[EXERCISE GOAL] Repeat every record exactly, omitting the pictures.

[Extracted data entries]
+++
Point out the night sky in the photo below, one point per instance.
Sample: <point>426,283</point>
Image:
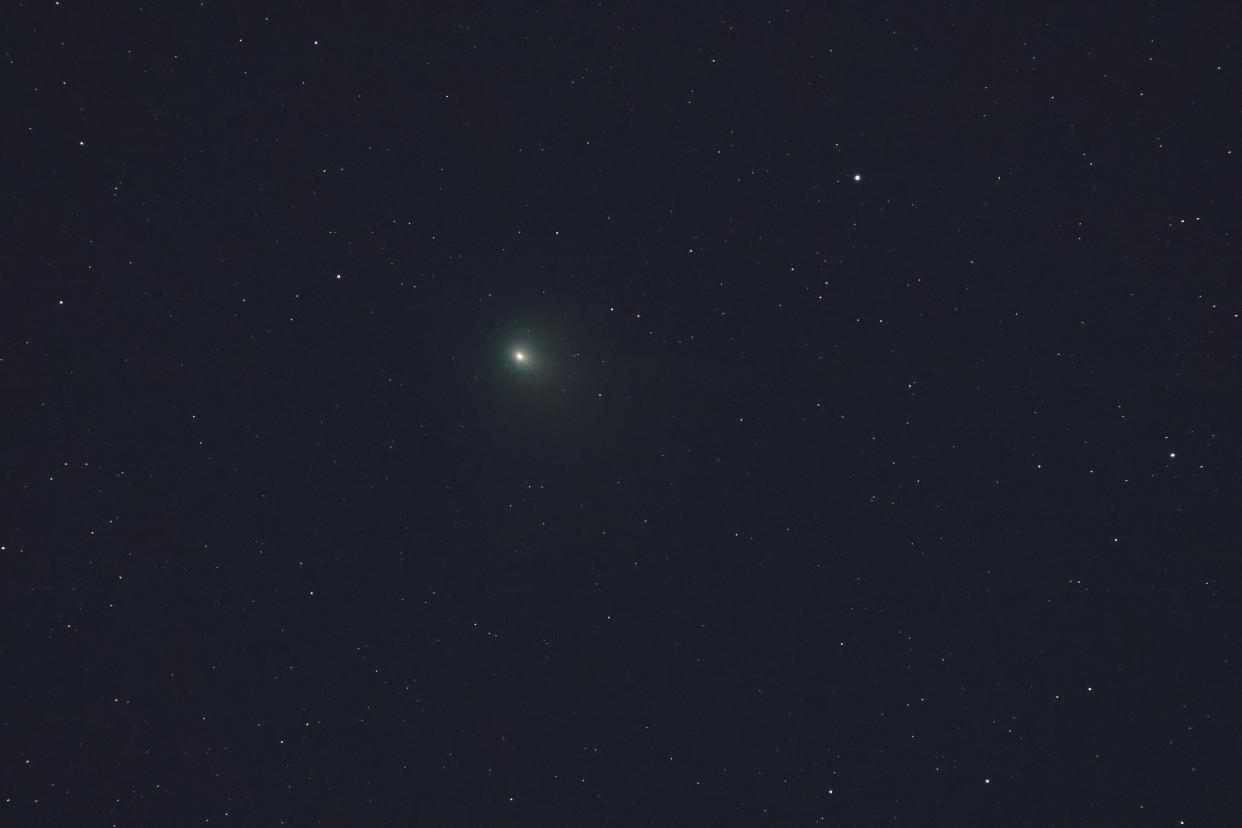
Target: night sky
<point>601,414</point>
+++
[ANSWER TO THIS PROBLEM]
Point out the night sky in the photo below, one point per instance.
Sample: <point>426,283</point>
Image:
Target: night sky
<point>601,414</point>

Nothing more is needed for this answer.